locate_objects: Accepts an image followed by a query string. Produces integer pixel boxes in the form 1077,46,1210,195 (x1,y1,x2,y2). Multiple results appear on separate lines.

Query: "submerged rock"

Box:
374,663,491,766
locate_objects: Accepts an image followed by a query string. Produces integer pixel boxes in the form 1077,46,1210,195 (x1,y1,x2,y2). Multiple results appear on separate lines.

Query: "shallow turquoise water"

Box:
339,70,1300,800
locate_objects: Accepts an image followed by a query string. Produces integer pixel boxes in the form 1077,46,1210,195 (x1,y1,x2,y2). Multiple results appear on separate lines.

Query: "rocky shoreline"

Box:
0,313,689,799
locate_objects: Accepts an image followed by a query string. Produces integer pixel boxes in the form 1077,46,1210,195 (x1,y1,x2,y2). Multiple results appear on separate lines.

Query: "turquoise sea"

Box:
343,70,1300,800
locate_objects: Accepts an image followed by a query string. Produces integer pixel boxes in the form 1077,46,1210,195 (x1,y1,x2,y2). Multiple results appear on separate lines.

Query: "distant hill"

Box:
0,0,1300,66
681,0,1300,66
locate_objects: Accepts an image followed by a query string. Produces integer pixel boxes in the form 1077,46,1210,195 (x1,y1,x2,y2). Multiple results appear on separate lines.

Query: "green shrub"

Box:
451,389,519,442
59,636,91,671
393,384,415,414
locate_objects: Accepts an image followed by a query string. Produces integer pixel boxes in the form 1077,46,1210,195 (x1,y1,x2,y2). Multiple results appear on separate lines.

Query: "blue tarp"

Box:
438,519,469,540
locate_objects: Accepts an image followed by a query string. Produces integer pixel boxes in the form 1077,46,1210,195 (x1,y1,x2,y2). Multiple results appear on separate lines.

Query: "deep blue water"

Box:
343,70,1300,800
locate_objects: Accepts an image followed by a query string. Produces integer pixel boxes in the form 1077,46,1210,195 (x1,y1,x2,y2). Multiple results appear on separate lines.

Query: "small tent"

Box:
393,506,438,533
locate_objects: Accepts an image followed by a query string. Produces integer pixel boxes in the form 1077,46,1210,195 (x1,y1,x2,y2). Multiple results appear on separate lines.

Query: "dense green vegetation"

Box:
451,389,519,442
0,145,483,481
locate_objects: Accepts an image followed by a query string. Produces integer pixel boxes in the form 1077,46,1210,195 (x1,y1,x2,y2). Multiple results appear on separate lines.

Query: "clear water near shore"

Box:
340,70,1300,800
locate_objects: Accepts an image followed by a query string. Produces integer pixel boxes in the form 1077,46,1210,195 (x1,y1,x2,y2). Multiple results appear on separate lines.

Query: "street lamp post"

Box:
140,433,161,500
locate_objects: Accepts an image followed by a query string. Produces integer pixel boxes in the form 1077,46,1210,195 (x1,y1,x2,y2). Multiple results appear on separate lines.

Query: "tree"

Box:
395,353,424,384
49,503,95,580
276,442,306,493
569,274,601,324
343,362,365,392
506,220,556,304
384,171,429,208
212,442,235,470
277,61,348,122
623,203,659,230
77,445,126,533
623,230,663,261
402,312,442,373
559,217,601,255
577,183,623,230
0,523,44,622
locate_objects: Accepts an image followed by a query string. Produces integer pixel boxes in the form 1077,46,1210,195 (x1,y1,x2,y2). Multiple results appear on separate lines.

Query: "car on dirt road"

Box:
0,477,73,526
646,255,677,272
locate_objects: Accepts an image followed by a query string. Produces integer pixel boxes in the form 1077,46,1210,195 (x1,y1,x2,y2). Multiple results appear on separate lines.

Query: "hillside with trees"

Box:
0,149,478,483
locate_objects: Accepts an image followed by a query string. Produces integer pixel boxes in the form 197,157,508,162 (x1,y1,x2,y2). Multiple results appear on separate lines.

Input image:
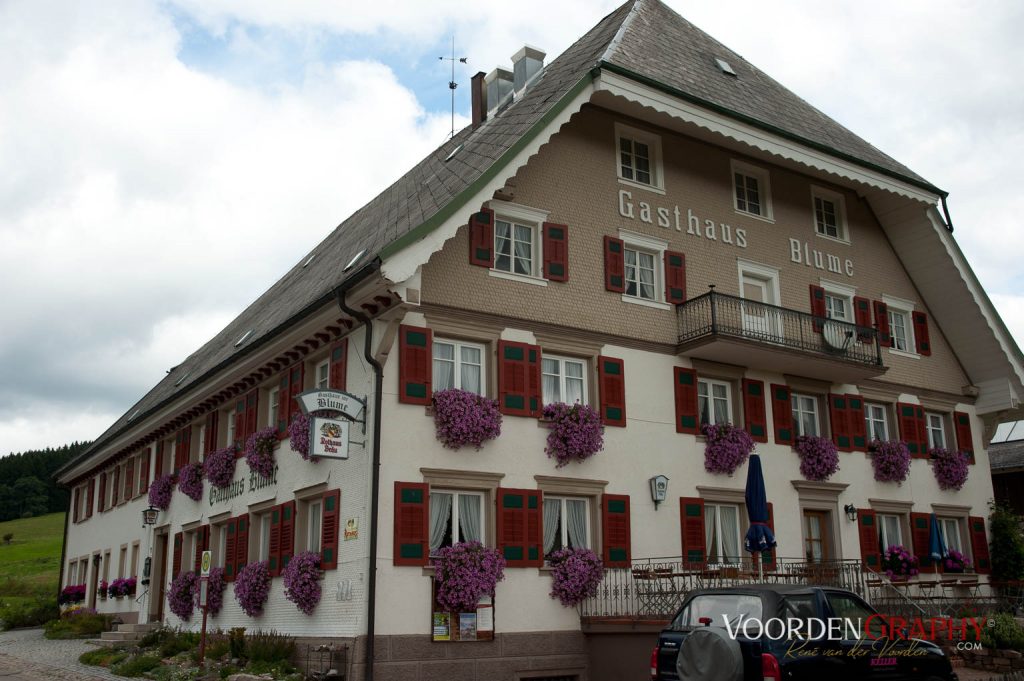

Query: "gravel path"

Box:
0,629,121,681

★ ★ ★ ★ ★

> [What the task requires] Can you echo the listing above word for word, from its very first line through the line that holds "393,506,438,533", both included?

> [Reply]
locate_objects: Accepts an image followed by a query string. Produces integer pixel boxes in the form 1077,46,1210,195 (x1,y1,x2,y2). Multiple results appear on separate lines.

Query: "submerged rock"

Box:
374,663,491,766
locate_objects: Accepts an image followed by a query string. Produces integer pixel boxes in the form 1077,46,1210,195 (x1,y1,x2,y2). Multiple results appear on separate lines.

Query: "shallow turquoise water"

Box:
339,70,1300,800
locate_objects: Accepts an image followed by a query string. Produces integer pixel boxes in the form 1077,46,1210,195 (x1,y1,x2,y2). Multiple results appear on separate lines.

Query: "rocky shoreline"

Box:
0,313,689,799
locate_objects: Accepts an image followed by a query string. Produces integer pixel boxes in the form 1077,46,1210,195 (x1,y1,x2,y2). Multiple results appear on separate lines.

Query: "turquoise sea"

Box:
343,70,1300,800
locate_objects: Accepts an image followed by a query string. Produces integer pixel boxes in the form 1077,46,1210,195 (x1,y1,x2,y2). Multiple results appear on separate lines.

Query: "distant hill"

Box:
0,0,1300,66
681,0,1300,66
locate_objects: Accepts an image followed by a query string. Produces integer pixel boxes in the form 1077,46,1210,195 (x1,y1,x2,y2). Multiple results appear on separate lines.

Query: "green shrub"

Box:
451,389,519,442
59,636,91,671
393,384,415,414
locate_objects: Accepts an image followed by a query string. Produces integer pixel boxes in the form 1077,46,1210,195 (x1,y1,x2,y2). Multiple results appear on separate lines.

Query: "blue tarp"

Box:
438,519,469,540
locate_objects: Accepts an image followed by a query string. Produces integer pixel boxes in the form 1077,46,1210,195 (x1,y1,x2,y2). Multiple results appear on separate lines.

Query: "deep blue water"

Box:
343,70,1300,800
locate_objects: Accepts an image followed by a query string. Produces integer pixel boxes in the form 1077,46,1210,195 (x1,y1,x2,y2). Multiple results appear on separate lines.

Query: "small tent"

Box:
393,506,438,533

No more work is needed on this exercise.